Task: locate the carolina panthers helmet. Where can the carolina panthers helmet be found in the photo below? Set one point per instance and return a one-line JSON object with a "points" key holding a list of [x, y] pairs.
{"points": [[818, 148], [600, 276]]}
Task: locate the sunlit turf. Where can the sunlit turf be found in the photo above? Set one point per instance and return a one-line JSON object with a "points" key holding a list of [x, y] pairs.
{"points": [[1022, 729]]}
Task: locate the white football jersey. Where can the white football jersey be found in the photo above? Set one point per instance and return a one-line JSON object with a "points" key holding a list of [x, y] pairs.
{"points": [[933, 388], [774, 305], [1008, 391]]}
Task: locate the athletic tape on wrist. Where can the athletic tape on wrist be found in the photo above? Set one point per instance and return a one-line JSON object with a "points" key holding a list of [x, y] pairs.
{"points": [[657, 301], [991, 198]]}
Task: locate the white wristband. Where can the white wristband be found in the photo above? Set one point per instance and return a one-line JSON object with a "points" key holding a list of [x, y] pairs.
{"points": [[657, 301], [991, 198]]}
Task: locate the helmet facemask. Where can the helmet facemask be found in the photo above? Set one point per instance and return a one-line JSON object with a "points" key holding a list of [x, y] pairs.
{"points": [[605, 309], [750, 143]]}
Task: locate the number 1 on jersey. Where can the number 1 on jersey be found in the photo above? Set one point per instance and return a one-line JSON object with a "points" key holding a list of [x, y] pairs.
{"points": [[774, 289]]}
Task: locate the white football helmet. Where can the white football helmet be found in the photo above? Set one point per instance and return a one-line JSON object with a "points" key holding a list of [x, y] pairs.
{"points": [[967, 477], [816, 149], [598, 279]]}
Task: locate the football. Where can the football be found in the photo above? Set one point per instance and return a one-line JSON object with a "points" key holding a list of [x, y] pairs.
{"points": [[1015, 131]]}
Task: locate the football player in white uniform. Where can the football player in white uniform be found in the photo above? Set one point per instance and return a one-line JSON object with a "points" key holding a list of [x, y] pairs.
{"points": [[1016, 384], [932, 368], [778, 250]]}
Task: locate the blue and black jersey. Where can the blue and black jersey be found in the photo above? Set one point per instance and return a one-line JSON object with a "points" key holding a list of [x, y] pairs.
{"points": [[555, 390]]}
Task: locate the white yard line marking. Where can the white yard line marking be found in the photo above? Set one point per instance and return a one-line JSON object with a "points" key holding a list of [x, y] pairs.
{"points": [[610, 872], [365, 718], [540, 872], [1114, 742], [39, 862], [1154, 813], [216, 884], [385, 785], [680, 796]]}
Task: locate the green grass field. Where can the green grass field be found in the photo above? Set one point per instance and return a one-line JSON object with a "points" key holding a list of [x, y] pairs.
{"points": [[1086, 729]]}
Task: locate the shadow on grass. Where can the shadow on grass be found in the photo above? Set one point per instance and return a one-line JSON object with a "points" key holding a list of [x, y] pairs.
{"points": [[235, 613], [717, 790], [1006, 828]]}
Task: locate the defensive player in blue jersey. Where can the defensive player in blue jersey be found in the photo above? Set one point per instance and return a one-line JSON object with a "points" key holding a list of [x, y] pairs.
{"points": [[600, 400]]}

**INSTRUCTION:** Rewrite all of the data above, changing every "green grass field" to "grassy playing field" and leaving everything else the same.

**SOLUTION FOR THIS PROBLEM:**
Task: locate the carolina panthers helmet. Where can the carolina panthers helmet be found in the photo below? Set one point per instance and return a one-line JSON object with a "points" key holding a list of [x, y] pairs.
{"points": [[818, 148], [600, 276]]}
Task: locate the sunlit turf. Where can the sunlit turf be found in the photo above? Set one point per instance and return a one-line JSON object with a "points" key holding a list of [x, y] pairs.
{"points": [[1022, 729]]}
Task: locate the white football jersey. Where can the white football jersey be found in the photo above? Set one point per instance and return a one-line JSON object with a "points" key holding a list of [x, y] pairs.
{"points": [[933, 388], [774, 305], [1008, 391]]}
Task: locate the athletic tape on wrist. Where can the athletic tape on wrist be found in the photo above? Set one point per instance and return a one-line JSON object with a "points" key holding a list of [x, y] pairs.
{"points": [[657, 301], [991, 198]]}
Task: locate the white wristband. Where can the white wristband be found in the photo above? Set one point per instance and return a one-line JSON object with a "points" key holding a list of [x, y] pairs.
{"points": [[657, 301], [991, 198]]}
Task: locate the helmet facemask. Where can the helmet facemask be found in the photo above? Set one point per instance and return a one-line JSON object with a "points" key holding a list of [x, y] pairs.
{"points": [[605, 309], [750, 143]]}
Task: locate the number 1 on jersey. Where can the number 1 on jersey be found in the photo above? Set one point per instance and return a one-line JSON object with a "points" key holding a list of [x, y] pairs.
{"points": [[774, 289]]}
Task: locate the white football helmet. Where can the white football helmet be found in the photo above? Set one point per instance and return a one-line JSON object with a "points" key holding a list of [x, y] pairs.
{"points": [[967, 477], [816, 149], [598, 279]]}
Task: locate the football. Where can the football be found in the photo above? Set one point per instance and return a one-line JSON object with a "points" key holding a list of [x, y] pairs.
{"points": [[1015, 131]]}
Task: locate the football player in white uniform. Where can the football player in white uniform be found in the photo above? Set one point per instance and return a one-line JSON object with a "points" key holding a list of [x, y] pairs.
{"points": [[1016, 384], [932, 368], [778, 250]]}
Task: locate the blue and black jersey. Where can the blue and black jersey be found in the photo above? Set one point per instance and return a one-line JSON object with a "points" key holding a list of [x, y] pairs.
{"points": [[555, 390]]}
Task: locate the white yard line marking. Where can the white yard line marking be found in the photo above? Set one point per instance and return a one-line JSON object with a "points" key holding a list of [x, y] pairs.
{"points": [[610, 872], [365, 718], [540, 872], [1114, 742], [39, 862], [1154, 813], [216, 884], [385, 785], [680, 796]]}
Task: locate the grassy playing field. Where can the grassy playing field be found in the photo above? Set one point per instance and return a one-line JSON object with a "points" key holding a list of [x, y] pairs.
{"points": [[1086, 729]]}
Task: locate the shadow on grass. Where can the shadow on grass be found in the photo above? Set one point per instance and return a one-line JSON object with a "points" key holding a list of [x, y] pairs.
{"points": [[235, 613], [717, 790], [1006, 828]]}
Task: locate the defensive player in blue jersey. Where can the defensive player in blue jersey be found in the photo above? Set one point per instance and return a one-line JSON object with a "points" key holding a list of [x, y] pairs.
{"points": [[600, 400]]}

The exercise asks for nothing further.